**DESAFIOS**:
a – Resuma em duas frases o trecho sobre feminicídio.
b – Por favor, redigite o trecho sobre feminicídio a partir de “Alguns homens ou” até “para sempre inexistente.”, incluindo essas palavras.

**TRECHO SELECIONADO**:
────────────────
Alguns homens ou mulheres poderiam dizer: mas morrem muito mais homens do que mulheres no Brasil. Sim, mas eles morrem apenas por serem homens ou por causa de brigas, acidentes de carro e outros conflitos? Essas mulheres das estatísticas perdem a vida simplesmente por serem mulheres, ou seja, porque algum homem achou que era dono dela, não estava feliz com suas reações e sentiu-se no direito de matá-la. Um felizes para sempre inexistente.
“Ah, mas esses homens são minoria e eles vão presos”. Sim, muitos vão, mas, muitos não vão. Não sei você, mas eu já soube de casos em que a mulher foi até à Delegacia da Mulher e foi aconselhada a repensar a acusação. REPENSAR! Não é à toa que na maioria dos casos de feminicídios que vemos nos noticiários, a vítima já tinha ordens de restrição e denúncias feitas anteriormente. Não, não temos toda essa proteção judiciária que querem nos fazer acreditar. Inclusive, um estudo realizado recentemente por estudantes de Direito, aqui de Curitiba, revelou como o machismo ainda é forte nessa Justiça que deveria nos proteger, mas continua a nos julgar.
────────────────
**LISTAGEM DE DADOS**:
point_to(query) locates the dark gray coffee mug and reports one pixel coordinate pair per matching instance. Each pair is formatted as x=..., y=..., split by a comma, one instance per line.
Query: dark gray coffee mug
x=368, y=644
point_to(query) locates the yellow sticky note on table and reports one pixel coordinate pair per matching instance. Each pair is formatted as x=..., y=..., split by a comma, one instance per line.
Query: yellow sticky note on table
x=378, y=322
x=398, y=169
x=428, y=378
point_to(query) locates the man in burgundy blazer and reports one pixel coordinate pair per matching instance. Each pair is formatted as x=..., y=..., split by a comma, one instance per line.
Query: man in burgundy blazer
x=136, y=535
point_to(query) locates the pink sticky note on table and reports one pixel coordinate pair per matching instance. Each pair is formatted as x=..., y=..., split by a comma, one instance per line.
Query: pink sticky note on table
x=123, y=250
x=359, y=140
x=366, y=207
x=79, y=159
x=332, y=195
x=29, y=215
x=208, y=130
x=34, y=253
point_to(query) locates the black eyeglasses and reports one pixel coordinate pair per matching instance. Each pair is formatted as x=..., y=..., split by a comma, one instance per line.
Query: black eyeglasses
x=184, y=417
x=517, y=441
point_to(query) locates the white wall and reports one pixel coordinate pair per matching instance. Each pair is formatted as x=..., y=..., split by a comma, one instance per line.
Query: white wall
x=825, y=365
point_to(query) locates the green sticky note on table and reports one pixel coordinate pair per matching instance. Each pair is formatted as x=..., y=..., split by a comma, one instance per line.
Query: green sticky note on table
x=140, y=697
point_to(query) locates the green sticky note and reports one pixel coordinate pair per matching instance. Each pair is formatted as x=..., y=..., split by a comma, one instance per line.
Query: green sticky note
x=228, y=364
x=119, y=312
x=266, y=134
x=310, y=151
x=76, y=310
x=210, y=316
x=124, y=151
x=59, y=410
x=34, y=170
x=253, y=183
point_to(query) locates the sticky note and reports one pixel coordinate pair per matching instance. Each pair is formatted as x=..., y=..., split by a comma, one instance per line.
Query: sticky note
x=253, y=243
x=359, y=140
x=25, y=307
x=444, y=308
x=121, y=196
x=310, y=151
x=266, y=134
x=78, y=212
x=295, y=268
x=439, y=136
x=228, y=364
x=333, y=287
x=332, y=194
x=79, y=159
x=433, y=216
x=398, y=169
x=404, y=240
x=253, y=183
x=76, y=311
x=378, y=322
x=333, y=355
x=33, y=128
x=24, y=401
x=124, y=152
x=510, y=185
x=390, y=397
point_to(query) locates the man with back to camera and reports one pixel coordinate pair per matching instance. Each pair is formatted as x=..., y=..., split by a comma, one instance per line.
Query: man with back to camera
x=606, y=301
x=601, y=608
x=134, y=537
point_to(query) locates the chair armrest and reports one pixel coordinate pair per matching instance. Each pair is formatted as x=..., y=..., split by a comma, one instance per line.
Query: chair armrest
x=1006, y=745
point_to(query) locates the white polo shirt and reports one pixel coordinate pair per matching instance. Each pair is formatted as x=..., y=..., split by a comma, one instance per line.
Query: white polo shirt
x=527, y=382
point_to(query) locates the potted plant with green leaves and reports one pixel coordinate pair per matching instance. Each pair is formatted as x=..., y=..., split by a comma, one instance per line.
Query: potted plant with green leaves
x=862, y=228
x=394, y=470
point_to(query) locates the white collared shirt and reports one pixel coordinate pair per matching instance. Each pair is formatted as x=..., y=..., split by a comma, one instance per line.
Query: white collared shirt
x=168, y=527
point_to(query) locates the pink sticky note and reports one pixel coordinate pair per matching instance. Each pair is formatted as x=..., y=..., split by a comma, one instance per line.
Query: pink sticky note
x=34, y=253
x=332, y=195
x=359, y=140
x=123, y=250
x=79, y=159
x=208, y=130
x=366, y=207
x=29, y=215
────────────────
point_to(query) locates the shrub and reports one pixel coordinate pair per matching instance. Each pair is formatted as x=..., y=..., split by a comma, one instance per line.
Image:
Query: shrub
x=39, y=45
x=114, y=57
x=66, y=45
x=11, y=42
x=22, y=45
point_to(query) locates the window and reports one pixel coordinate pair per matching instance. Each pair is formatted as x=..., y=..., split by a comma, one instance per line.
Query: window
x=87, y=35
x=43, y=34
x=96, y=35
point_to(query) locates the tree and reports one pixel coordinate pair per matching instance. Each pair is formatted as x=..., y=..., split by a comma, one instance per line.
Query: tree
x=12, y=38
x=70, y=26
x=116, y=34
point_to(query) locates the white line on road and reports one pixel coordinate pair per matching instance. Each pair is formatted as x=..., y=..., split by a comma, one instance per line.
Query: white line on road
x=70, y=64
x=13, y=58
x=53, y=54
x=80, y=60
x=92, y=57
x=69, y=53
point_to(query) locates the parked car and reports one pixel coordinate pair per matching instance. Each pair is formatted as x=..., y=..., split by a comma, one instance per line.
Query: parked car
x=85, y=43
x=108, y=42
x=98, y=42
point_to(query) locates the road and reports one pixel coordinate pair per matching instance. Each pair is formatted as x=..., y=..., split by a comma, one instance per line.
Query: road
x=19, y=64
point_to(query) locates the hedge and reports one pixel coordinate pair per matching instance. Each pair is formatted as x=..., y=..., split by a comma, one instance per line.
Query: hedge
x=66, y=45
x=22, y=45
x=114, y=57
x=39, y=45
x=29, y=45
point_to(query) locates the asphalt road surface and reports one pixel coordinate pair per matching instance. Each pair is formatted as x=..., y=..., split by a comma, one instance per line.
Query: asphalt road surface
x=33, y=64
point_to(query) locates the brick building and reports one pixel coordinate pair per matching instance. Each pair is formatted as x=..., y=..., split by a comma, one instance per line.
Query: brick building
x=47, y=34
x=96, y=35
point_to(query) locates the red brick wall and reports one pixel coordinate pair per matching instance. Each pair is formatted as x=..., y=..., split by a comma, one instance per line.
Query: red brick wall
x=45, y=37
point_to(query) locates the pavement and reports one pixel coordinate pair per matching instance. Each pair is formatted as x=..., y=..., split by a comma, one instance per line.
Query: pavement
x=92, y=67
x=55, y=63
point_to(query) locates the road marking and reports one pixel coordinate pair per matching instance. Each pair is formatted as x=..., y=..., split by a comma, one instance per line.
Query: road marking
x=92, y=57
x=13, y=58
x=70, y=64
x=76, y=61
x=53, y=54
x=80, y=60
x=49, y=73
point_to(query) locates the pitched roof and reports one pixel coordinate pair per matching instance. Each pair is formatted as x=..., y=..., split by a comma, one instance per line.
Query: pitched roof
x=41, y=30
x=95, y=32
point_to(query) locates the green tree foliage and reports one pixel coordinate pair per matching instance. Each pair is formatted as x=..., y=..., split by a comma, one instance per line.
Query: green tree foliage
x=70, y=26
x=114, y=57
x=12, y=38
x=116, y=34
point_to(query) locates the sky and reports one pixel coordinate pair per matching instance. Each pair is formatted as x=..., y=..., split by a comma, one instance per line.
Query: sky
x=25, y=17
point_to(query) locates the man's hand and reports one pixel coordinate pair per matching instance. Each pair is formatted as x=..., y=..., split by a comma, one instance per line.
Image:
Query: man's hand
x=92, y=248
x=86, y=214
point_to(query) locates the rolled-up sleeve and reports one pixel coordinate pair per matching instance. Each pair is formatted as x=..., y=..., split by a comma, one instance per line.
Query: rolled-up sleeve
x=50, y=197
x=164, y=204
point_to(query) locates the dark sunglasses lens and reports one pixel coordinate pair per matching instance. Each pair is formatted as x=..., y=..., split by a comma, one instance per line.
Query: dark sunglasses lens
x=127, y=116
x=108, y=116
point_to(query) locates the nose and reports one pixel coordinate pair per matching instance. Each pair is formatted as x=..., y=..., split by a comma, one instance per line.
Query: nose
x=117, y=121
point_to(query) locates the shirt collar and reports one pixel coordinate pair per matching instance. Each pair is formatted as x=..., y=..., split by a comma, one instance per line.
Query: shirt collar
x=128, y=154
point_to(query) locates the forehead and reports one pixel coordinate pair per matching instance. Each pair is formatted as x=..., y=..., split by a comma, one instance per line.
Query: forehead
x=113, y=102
────────────────
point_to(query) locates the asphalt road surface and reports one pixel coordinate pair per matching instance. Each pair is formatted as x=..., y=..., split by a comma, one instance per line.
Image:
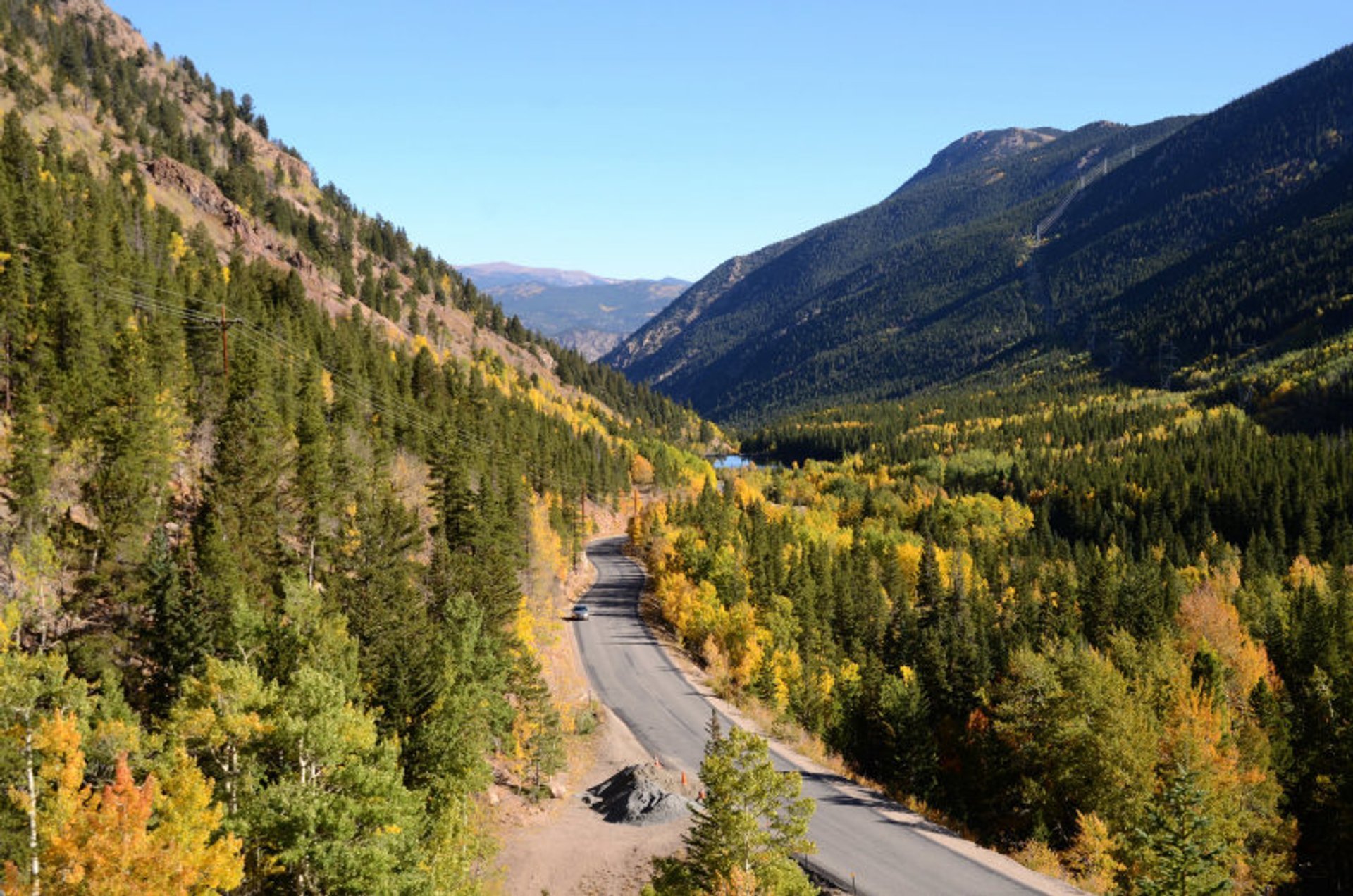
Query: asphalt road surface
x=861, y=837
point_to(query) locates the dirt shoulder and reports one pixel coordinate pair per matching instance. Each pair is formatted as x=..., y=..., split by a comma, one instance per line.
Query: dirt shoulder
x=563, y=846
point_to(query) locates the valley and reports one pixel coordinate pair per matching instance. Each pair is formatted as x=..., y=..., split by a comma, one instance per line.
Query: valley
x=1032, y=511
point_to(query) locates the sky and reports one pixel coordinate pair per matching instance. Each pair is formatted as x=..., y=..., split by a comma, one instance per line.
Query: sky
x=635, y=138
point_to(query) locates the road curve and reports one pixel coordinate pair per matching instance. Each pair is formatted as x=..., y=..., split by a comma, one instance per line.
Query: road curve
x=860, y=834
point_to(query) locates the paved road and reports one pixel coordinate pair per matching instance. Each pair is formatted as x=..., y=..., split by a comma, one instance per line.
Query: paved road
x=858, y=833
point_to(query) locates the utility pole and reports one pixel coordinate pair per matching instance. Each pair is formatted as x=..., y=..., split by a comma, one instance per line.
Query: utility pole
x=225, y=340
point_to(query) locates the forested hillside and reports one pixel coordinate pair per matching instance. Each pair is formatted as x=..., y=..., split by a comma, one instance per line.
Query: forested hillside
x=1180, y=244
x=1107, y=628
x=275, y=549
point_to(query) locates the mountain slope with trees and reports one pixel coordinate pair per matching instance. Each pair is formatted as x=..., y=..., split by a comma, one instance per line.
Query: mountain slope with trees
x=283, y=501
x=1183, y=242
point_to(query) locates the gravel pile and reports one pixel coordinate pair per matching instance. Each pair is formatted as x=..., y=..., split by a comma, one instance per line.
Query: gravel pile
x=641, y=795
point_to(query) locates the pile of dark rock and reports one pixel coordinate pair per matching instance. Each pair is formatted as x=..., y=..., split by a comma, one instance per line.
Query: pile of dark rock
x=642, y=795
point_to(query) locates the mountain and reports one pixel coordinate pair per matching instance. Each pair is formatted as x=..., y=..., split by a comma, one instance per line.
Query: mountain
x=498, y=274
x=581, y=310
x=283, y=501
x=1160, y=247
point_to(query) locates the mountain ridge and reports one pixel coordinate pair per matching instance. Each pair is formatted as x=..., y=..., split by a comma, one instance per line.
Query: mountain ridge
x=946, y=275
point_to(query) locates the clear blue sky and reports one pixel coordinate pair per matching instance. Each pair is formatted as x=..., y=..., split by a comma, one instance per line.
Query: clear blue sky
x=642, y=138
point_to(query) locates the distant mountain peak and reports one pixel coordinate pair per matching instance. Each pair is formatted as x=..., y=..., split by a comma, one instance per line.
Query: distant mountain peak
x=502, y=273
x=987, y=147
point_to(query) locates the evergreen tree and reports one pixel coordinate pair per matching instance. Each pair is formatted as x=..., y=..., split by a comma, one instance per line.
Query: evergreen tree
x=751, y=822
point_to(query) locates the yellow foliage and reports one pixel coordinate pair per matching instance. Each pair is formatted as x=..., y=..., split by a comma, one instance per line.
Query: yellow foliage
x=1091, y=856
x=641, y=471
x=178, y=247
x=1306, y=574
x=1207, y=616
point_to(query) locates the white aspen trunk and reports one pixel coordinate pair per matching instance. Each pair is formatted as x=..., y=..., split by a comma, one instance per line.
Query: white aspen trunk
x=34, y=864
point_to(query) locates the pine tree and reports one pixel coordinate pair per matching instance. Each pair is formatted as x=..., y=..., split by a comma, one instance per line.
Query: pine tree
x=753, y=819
────────────────
**RESPOSTAS DO EXERCÍCIO**:
a – O trecho contrapõe as mortes de homens, que atribui a brigas, acidentes de carro e outros conflitos, às das mulheres das estatísticas, que perdem a vida simplesmente por serem mulheres, mortas por homens que se achavam seus donos. Também afirma que muitos agressores não vão presos, que na maioria dos feminicídios noticiados a vítima já tinha ordens de restrição e denúncias anteriores, e que um estudo de estudantes de Direito de Curitiba revelou a força do machismo na Justiça.

b –
Alguns homens ou mulheres poderiam dizer: mas morrem muito mais homens do que mulheres no Brasil. Sim, mas eles morrem apenas por serem homens ou por causa de brigas, acidentes de carro e outros conflitos? Essas mulheres das estatísticas perdem a vida simplesmente por serem mulheres, ou seja, porque algum homem achou que era dono dela, não estava feliz com suas reações e sentiu-se no direito de matá-la. Um felizes para sempre inexistente.